◆ **DOCUMENT PASSAGE**:

■ ■ ■

On Fri, Oct 30, 2009 at 09:48:55AM +0800, Yan, Zheng wrote:
> On Fri, Oct 30, 2009 at 4:35 AM, Josef Bacik <josef@xxxxxxxxxx> wrote:
> > If there are alot of snapshots we could conceivably end up using much more
> > metadata space than what the worst case calculation would come up with, so
> > instead of trying to figure out how many extents will be modified by changing
> > items, just calculate it per tree, and then reserve space specifically for the
> > extent root. This patch does a max(size of extent root tree, 20% of free
> > metadata space) reservation for the extent root, and then tracks how much
> > space is used per transaction for the extent root. Then if we get close to
> > this amount in our transaction we will force the commit of the transaction to
> > free up space. This will help us better deal with the massive space
> > requirements that will come when users have alot of snapshots. This was
> > tested with my normal enospc tests. Thanks,
> >
> > Signed-off-by: Josef Bacik <josef@xxxxxxxxxx>
> > ---
> > fs/btrfs/ctree.h | 2 +
> > fs/btrfs/extent-tree.c | 115 +++++++++++++++++++++++++++++++++++++++++-------
> > fs/btrfs/transaction.c | 19 +++++++-
> > fs/btrfs/transaction.h | 1 +
> > 4 files changed, 119 insertions(+), 18 deletions(-)
> >
> > diff --git a/fs/btrfs/ctree.h b/fs/btrfs/ctree.h
> > index e5dd628..3e00df1 100644
> > --- a/fs/btrfs/ctree.h
> > +++ b/fs/btrfs/ctree.h
> > @@ -2049,6 +2049,8 @@ void btrfs_delalloc_reserve_space(struct btrfs_root *root, struct inode *inode,
> > u64 bytes);
> > void btrfs_delalloc_free_space(struct btrfs_root *root, struct inode *inode,
> > u64 bytes);
> > +int btrfs_check_reserved_extent_space(struct btrfs_trans_handle *trans,
> > + struct btrfs_root *root);
> > /* ctree.c */
> > int btrfs_bin_search(struct extent_buffer *eb, struct btrfs_key *key,
> > int level, int *slot);
> > diff --git a/fs/btrfs/extent-tree.c b/fs/btrfs/extent-tree.c
> > index c56f916..7a1f1a4 100644
> > --- a/fs/btrfs/extent-tree.c
> > +++ b/fs/btrfs/extent-tree.c
> > @@ -2768,6 +2768,12 @@ static u64 calculate_bytes_needed(struct btrfs_root *root, int num_items)
> > u64 num_bytes;
> > int level;
> >
> > + /*
> > + * The level is the number of node level's we could possibly cow. So
> > + * since we track root item reservations seperately we don't need that,
> > + * and we don't need to count the leaf level, so the max number of
> > + * levels that could have nodes is MAX_LEVEL - 2.
> > + */
> > level = BTRFS_MAX_LEVEL - 2;
> > /*
> > * NOTE: these calculations are absolutely the worst possible case.
> > @@ -2776,17 +2782,11 @@ static u64 calculate_bytes_needed(struct btrfs_root *root, int num_items)

■ ■ ■

◆ **EXCERPTED DATA**:

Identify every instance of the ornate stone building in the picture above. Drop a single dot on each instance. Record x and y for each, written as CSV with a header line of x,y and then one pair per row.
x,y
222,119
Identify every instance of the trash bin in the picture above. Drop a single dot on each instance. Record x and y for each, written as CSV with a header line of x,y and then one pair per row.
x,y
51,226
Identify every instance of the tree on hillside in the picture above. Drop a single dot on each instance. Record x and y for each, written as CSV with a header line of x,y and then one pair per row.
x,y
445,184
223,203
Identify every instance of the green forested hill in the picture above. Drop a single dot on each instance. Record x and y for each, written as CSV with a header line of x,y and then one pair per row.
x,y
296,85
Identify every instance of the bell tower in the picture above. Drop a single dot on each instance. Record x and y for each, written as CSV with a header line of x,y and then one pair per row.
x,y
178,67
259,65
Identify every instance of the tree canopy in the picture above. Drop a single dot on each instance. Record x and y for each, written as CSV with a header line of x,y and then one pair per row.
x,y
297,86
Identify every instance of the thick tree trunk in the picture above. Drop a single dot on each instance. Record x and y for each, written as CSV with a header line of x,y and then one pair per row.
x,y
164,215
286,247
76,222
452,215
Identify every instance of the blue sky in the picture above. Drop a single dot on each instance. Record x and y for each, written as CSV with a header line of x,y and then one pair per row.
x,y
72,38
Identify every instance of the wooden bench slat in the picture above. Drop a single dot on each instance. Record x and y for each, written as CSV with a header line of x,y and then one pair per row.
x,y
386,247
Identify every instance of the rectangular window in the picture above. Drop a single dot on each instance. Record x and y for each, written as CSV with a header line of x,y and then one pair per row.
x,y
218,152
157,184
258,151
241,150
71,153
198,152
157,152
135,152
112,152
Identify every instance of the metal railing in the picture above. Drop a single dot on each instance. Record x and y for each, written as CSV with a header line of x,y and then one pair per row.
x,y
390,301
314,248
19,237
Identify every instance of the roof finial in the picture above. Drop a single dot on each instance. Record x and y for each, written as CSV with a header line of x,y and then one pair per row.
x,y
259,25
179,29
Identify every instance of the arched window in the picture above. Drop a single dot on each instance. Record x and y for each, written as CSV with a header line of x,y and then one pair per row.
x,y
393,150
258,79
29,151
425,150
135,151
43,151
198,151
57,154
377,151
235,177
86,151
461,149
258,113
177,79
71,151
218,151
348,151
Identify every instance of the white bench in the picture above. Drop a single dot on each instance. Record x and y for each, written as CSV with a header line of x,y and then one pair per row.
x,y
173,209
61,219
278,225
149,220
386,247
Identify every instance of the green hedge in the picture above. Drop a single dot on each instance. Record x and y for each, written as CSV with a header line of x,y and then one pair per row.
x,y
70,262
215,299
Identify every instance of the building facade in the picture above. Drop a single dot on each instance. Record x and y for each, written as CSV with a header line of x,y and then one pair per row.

■ ■ ■

◆ **WORK TO DO**:
[1] Answer the following from the btrfs patch message:
(a) What amount of space does the patch reserve for the extent root?
(b) How many files, insertions, and deletions does the diff summary report?
(c) To what expression is the variable level set in calculate_bytes_needed?
[2] Write the next portion of the btrfs patch message, following on from its final line.
The material bears no relation to the btrfs patch message.

◆ **THE RESULTS**:
[1]
(a) The larger of the size of the extent root tree and 20% of free metadata space.
(b) 4 files changed, with 119 insertions and 18 deletions.
(c) BTRFS_MAX_LEVEL - 2.

[2]
> > */
> >
> > /*
> > - * for every item we insert we could insert both an extent item and a
> > - * extent ref item. Then for ever item we insert, we will need to cow
> > - * both the original leaf, plus the leaf to the left and right of it.
> > - *
> > - * Unless we are talking about the extent root, then we just want the
> > - * number of items * 2, since we just need the extent item plus its ref.
> > + * For each item we need we'll assume that we're going to add a leaf for
> > + * it, and then we may cow the leaves on either side to make room for
> > + * the items we're inserting, so multiply by 3.
> > */
> > - if (root == root->fs_info->extent_root)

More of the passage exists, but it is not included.